* **Work to complete**
Give the data below again, word for word.

(Dataset rows on where objects appear)
.....

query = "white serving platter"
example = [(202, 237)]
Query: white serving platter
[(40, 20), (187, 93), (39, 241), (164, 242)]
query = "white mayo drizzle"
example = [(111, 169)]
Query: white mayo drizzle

.....

* **Full solution**
query = "white serving platter"
example = [(202, 237)]
Query: white serving platter
[(40, 20), (187, 93), (39, 241), (164, 242)]
query = "white mayo drizzle"
example = [(111, 169)]
Query: white mayo drizzle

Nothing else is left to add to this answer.